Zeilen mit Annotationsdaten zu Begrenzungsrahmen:
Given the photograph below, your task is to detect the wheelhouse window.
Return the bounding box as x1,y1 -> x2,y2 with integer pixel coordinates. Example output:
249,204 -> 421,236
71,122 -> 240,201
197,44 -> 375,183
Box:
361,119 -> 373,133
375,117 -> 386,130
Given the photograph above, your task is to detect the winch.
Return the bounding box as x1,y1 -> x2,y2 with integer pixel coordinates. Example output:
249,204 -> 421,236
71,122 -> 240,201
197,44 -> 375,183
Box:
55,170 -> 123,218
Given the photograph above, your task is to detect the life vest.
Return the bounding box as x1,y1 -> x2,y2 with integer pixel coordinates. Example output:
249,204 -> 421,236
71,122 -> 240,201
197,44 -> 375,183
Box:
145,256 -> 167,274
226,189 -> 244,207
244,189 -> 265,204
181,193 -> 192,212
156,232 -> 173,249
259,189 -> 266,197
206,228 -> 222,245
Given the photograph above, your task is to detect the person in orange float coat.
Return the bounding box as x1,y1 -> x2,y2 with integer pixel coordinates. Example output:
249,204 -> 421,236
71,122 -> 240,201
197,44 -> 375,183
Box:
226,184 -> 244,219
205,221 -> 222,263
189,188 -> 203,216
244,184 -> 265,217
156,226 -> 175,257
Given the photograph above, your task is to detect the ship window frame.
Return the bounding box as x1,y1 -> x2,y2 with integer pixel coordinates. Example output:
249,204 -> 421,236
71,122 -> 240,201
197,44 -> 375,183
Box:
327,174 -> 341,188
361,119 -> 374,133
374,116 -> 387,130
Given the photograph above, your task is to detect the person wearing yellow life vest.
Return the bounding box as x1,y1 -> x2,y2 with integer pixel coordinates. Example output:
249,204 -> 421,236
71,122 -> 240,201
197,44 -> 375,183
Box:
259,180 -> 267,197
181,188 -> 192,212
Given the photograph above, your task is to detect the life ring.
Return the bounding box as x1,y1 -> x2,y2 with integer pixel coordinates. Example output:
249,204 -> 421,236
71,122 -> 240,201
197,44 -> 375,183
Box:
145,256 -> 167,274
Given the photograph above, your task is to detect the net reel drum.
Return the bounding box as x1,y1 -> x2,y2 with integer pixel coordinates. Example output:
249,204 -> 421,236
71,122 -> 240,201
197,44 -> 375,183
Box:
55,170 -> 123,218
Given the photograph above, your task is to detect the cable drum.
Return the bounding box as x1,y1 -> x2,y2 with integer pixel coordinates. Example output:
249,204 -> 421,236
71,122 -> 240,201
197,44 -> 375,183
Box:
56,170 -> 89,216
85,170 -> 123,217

## SCHRIFTLICHE AUFGABE
Schreiben Sie sämtliche obigen Zeilen Wort für Wort und Zeichen für Zeichen ab.

## ANTWORT ZUR AUFGABE
Given the photograph below, your task is to detect the wheelhouse window.
Return the bounding box as x1,y1 -> x2,y2 with integer pixel coordinates. Example output:
249,204 -> 421,236
71,122 -> 240,201
197,44 -> 375,183
Box:
361,119 -> 373,133
375,117 -> 386,130
Given the photograph above, your task is to detect the winch.
Return the bounding box as x1,y1 -> x2,y2 with integer pixel coordinates. Example output:
249,204 -> 421,236
71,122 -> 240,201
197,44 -> 375,183
Box:
55,170 -> 123,218
Given the photograph above, your task is to detect the life vest.
Return the bounding box as x1,y1 -> x2,y2 with integer pixel coordinates. Example output:
249,204 -> 421,236
71,122 -> 240,201
197,44 -> 375,183
Box:
145,256 -> 167,274
226,189 -> 244,207
244,189 -> 265,204
181,193 -> 192,212
156,232 -> 173,249
259,189 -> 266,197
206,228 -> 222,245
Given the photograph above, your task is to detect the person in orange float coat.
Return the bounding box as x1,y1 -> x2,y2 with integer pixel coordinates. Example output:
249,204 -> 421,236
71,122 -> 240,201
197,44 -> 375,183
Box:
226,184 -> 244,219
205,221 -> 222,263
189,188 -> 203,216
244,184 -> 265,217
156,226 -> 175,257
Given the photograph above, your task is to detect the ship window frame.
Return the bounding box as x1,y1 -> x2,y2 with integer pixel coordinates. Example output:
249,204 -> 421,236
71,122 -> 240,201
197,44 -> 375,183
Box:
327,174 -> 341,188
361,119 -> 374,133
374,116 -> 387,130
Given the photograph above, your task is to detect the person wearing yellow life vest.
Return the bounding box as x1,y1 -> x2,y2 with integer pixel coordinates. Example output:
249,204 -> 421,236
71,122 -> 240,201
197,44 -> 375,183
Box:
259,180 -> 267,197
181,188 -> 192,212
Given the photograph above, your task is to detect the life ring.
Return the bounding box as x1,y1 -> x2,y2 with integer pixel coordinates. Example output:
249,204 -> 421,236
71,122 -> 240,201
197,44 -> 375,183
Box:
145,256 -> 167,274
Given the photograph above, your task is to detect the net reel drum.
Return the bounding box as x1,y1 -> x2,y2 with integer pixel coordinates. Example output:
249,204 -> 421,236
71,122 -> 240,201
197,44 -> 375,183
Box:
55,170 -> 123,218
Given the photograph above, your task is to detect the cable drum.
Return the bounding box as x1,y1 -> x2,y2 with integer pixel coordinates. Example output:
249,204 -> 421,236
71,122 -> 240,201
197,44 -> 375,183
Box:
56,170 -> 89,216
85,170 -> 123,217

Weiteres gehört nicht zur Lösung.